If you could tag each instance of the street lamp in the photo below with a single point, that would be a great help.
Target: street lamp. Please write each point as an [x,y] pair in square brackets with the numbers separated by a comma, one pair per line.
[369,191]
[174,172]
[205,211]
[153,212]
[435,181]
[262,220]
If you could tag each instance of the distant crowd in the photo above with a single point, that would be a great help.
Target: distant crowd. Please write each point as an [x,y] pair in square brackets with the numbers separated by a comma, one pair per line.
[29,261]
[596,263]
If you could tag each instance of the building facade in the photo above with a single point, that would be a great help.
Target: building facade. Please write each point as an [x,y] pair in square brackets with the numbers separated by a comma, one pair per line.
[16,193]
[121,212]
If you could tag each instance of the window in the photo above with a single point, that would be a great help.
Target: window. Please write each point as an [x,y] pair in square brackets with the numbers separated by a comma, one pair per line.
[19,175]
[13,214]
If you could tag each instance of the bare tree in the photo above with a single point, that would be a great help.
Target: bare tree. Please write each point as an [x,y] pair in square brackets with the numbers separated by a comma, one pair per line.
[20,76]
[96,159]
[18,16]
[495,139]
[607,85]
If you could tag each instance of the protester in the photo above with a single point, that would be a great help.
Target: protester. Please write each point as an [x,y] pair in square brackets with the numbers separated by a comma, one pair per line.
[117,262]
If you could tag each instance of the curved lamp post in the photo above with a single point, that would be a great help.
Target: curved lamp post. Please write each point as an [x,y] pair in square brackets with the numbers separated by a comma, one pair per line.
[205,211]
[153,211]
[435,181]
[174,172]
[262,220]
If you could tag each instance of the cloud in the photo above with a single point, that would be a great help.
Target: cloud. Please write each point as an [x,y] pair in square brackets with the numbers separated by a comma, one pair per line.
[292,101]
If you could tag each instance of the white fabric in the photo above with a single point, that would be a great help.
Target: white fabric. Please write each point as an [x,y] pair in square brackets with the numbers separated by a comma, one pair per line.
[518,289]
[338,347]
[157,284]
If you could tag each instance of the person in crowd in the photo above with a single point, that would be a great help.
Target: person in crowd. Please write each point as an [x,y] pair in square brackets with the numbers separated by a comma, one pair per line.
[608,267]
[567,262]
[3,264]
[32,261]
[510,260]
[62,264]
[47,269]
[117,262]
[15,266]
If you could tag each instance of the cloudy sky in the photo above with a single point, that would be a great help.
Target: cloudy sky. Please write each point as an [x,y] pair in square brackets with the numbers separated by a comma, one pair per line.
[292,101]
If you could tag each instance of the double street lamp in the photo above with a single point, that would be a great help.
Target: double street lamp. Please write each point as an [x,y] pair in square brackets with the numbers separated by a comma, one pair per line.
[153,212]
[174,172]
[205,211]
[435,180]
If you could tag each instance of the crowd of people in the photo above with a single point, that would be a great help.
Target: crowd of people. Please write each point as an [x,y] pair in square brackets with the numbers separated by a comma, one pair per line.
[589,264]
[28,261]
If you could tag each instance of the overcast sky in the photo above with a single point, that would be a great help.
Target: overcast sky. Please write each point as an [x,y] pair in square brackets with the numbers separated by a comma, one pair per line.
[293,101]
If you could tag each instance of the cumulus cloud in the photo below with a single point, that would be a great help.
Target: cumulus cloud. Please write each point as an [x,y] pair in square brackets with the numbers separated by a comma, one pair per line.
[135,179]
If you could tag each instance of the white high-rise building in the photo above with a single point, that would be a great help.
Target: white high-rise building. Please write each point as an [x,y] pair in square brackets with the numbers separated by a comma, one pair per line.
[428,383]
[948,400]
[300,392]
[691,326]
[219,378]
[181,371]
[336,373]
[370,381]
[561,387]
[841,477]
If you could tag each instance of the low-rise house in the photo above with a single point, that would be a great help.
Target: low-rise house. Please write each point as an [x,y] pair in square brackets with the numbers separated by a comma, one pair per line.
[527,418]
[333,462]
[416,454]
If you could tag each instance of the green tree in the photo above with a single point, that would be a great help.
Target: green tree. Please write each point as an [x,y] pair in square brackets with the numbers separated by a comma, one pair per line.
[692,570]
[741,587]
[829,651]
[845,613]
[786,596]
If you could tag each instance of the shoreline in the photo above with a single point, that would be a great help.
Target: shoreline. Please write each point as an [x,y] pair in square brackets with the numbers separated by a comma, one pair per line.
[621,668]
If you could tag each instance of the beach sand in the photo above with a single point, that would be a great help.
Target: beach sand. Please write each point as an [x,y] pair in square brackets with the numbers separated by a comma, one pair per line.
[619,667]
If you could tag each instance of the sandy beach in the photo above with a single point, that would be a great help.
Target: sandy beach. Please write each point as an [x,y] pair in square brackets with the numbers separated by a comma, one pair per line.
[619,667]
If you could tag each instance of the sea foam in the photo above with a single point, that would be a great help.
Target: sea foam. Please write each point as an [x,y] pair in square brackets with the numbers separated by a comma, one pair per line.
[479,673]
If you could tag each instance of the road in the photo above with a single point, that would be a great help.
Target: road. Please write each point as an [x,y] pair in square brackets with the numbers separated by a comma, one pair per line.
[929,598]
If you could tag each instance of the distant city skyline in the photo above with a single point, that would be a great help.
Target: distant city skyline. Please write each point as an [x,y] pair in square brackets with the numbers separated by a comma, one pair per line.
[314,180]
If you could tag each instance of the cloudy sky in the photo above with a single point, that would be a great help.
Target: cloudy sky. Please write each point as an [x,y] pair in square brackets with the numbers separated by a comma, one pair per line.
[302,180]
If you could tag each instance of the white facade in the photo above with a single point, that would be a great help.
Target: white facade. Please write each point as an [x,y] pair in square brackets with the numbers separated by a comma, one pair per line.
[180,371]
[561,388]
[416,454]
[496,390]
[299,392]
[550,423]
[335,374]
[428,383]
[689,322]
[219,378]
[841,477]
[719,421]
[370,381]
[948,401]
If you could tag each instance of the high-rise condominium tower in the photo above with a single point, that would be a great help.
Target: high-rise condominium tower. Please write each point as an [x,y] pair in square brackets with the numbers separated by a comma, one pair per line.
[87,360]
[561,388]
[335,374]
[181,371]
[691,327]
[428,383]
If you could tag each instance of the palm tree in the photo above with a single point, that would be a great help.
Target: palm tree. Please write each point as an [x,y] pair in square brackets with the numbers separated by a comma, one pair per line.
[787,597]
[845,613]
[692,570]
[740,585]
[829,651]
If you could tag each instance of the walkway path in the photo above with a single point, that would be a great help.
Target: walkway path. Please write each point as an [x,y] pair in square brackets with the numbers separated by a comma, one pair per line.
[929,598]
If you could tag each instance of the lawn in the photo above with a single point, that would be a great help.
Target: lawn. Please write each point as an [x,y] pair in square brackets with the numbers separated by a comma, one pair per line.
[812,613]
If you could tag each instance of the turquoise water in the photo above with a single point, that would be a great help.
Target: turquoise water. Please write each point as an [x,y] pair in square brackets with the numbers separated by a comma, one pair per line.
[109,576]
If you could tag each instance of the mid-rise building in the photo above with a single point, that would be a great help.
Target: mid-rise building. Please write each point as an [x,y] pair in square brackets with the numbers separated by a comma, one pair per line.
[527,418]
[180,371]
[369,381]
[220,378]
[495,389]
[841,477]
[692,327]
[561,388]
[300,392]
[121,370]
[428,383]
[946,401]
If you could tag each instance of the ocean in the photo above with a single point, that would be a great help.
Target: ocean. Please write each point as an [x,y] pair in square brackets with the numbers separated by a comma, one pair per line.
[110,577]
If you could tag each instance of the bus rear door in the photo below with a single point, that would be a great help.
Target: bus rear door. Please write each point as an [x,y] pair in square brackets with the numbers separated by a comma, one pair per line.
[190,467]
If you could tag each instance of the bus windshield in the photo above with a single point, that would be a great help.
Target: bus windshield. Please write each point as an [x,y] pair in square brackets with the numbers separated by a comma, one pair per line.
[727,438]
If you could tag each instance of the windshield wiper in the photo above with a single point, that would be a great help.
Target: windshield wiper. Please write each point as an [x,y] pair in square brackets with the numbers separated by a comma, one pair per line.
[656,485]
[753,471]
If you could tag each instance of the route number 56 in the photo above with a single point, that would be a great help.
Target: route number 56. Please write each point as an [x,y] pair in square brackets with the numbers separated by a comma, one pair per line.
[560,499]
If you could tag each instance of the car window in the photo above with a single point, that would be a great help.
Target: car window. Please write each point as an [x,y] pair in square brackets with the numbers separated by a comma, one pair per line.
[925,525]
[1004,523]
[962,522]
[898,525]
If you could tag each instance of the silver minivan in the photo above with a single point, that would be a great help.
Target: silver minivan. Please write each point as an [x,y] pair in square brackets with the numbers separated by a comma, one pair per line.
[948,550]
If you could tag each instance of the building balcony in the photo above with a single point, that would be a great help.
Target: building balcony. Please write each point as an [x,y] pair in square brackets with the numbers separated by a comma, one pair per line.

Task to carry out = The response should be the listing above, limited to the lines between the one holding "If you could tag each instance of the bare" and the one holding "If you could tag each instance of the person", inclusive, reproduced exactly.

Task result =
If you could tag each instance of the bare tree in the photo above with a single point, that would be a great help.
Target: bare tree. Please write each point as an [x,y] pair in square brackets with the numbers separated by a comma, one pair per line.
[20,76]
[96,159]
[18,16]
[495,139]
[607,85]
If you could tag each instance of the protester in the photo above with a single point, that would be a great help.
Target: protester. Please write each point as an [x,y] pair in square brackets with the numbers separated by a comma, one pair per line.
[117,262]
If you could tag each instance of the curved lamp post in the photo above with a single point, that would be a great help.
Target: curved lamp post. Please write each point as an [x,y] pair in square brackets with the numbers separated by a comma, one pair per line.
[205,211]
[153,211]
[435,181]
[174,172]
[262,220]
If you could tag each instance of the cloud in the photo above with a single point, that would be a great help.
Target: cloud. Please write each point as an [x,y] pair in square brackets with the numbers separated by a comma, one pair per line.
[292,101]
If you could tag each instance of the white fabric in the photo above with a single point, that would be a great help.
Target: white fabric. Please write each point as an [x,y] pair in square brackets with the numbers separated by a comma, one pair per line.
[518,289]
[338,347]
[157,284]
If you could tag each instance of the person in crowd in the photo above with a single point, that would be a great help.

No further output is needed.